**Direction**:
Rewrite the material below from the line with "TARGET = steam whistle" through its last line, keeping every line, requests included. Shift each coordinate in the answers by adding 84 to both of its numbers.

Coordinate annotation entries
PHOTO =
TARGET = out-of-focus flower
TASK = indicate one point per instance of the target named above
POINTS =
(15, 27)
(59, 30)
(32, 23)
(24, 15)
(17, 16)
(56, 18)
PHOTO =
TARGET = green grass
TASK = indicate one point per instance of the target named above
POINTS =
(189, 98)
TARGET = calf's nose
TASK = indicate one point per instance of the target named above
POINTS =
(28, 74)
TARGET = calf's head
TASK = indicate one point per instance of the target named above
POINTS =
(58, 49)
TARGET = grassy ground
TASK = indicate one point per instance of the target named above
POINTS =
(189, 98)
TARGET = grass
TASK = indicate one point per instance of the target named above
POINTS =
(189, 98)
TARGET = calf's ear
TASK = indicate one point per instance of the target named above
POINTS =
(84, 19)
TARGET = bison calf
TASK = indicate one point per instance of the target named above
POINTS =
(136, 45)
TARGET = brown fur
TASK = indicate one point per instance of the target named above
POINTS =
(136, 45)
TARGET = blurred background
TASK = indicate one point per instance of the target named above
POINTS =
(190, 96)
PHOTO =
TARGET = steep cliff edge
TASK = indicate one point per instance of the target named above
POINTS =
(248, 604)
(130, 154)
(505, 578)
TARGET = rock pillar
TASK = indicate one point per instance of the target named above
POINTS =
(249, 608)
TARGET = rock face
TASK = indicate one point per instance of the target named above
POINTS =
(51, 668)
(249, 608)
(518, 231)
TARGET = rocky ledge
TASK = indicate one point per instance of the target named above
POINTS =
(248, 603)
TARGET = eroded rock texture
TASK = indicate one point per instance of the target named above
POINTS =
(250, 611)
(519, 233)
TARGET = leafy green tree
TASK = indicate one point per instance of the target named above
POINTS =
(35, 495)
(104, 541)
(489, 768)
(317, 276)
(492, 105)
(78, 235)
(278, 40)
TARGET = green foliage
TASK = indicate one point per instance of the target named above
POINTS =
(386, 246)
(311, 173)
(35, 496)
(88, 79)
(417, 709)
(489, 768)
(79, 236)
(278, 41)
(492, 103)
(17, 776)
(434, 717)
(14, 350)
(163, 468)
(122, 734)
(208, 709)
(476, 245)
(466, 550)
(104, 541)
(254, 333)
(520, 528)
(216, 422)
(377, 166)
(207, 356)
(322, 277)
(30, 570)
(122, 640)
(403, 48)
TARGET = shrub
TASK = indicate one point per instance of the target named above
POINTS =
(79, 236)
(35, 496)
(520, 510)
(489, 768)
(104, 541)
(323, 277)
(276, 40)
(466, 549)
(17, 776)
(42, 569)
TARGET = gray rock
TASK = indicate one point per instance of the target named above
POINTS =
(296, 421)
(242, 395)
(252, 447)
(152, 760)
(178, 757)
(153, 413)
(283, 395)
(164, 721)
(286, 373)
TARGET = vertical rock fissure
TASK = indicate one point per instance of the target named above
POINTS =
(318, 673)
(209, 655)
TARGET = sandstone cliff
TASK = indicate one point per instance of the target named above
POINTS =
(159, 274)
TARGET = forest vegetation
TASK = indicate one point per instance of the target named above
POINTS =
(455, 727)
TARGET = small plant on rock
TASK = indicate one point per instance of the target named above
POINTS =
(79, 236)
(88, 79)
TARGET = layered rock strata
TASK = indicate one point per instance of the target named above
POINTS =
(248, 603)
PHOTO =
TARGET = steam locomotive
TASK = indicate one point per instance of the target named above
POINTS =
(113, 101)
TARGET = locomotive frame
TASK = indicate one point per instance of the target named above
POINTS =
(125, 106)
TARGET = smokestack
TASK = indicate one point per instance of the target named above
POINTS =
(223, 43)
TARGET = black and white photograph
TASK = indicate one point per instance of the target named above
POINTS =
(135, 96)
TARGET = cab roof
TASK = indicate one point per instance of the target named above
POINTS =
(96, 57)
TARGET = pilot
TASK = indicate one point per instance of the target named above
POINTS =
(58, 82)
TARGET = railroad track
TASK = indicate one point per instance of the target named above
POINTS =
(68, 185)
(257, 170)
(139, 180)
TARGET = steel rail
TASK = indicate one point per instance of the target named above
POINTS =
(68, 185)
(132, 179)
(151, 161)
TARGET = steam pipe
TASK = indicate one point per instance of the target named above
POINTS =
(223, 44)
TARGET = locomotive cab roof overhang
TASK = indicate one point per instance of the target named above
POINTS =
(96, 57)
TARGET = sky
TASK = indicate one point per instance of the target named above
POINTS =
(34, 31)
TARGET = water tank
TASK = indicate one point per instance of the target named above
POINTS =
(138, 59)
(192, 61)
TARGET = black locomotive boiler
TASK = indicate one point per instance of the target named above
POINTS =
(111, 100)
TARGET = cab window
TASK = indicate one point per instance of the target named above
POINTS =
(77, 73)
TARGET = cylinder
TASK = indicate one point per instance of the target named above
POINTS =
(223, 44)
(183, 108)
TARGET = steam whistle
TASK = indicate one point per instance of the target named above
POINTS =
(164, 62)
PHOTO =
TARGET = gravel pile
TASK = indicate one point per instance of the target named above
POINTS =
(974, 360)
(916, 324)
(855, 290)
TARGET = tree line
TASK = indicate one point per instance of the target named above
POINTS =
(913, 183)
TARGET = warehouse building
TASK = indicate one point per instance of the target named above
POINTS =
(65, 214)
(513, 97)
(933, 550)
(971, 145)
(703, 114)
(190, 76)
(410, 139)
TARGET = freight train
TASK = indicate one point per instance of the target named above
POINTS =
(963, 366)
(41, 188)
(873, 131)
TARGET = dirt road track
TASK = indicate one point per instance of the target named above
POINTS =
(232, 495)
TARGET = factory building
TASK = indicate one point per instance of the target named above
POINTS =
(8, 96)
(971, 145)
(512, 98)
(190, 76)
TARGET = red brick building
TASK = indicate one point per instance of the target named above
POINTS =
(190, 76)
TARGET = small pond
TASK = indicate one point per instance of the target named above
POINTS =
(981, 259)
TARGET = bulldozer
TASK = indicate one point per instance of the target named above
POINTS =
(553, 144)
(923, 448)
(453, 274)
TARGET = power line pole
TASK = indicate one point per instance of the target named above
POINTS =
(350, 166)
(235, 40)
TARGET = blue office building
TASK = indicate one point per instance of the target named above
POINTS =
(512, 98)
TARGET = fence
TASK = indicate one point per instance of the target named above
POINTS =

**Result**:
TARGET = steam whistle
TASK = indicate one point per instance of the target named above
POINTS =
(248, 146)
PHOTO =
TARGET = gravel pile
TASK = indicate one point per instance of the target named above
POINTS =
(1058, 444)
(1000, 408)
(939, 374)
TARGET = tree line
TASK = indicate one point per instance of the target named above
POINTS =
(997, 267)
TARGET = warehouse building
TASK = indicate one point per instance of the target named above
POINTS =
(149, 298)
(597, 181)
(1017, 634)
(1055, 229)
(787, 198)
(274, 160)
(494, 223)
TARGET = freight train
TASK = indicate one point per instance of the target named above
POINTS =
(1047, 450)
(125, 272)
(957, 215)
TARGET = dirt road track
TASK = indicate one point per instance of the target named above
POINTS =
(316, 579)
TARGET = factory building
TASK = indicate one point per instance of the target named above
POINTS =
(92, 180)
(1055, 229)
(596, 182)
(274, 160)
TARGET = red brick building
TASK = indicate one point per instance of the target named above
POINTS =
(274, 160)
TARGET = small pond
TASK = indicate one point per instance of the target named above
POINTS =
(1065, 343)
TARGET = bulldozer
TASK = indicate one point per instance of the target named above
POINTS =
(637, 228)
(1007, 532)
(537, 358)
TARGET = power line pole
TASK = indicate one point per instance of the target named above
POINTS =
(434, 250)
(319, 124)
TARGET = blue office building
TASK = indicate one point per instance of the target named above
POINTS =
(596, 182)
TARGET = fence
TASK = indicate one point per instance of the target named above
POINTS =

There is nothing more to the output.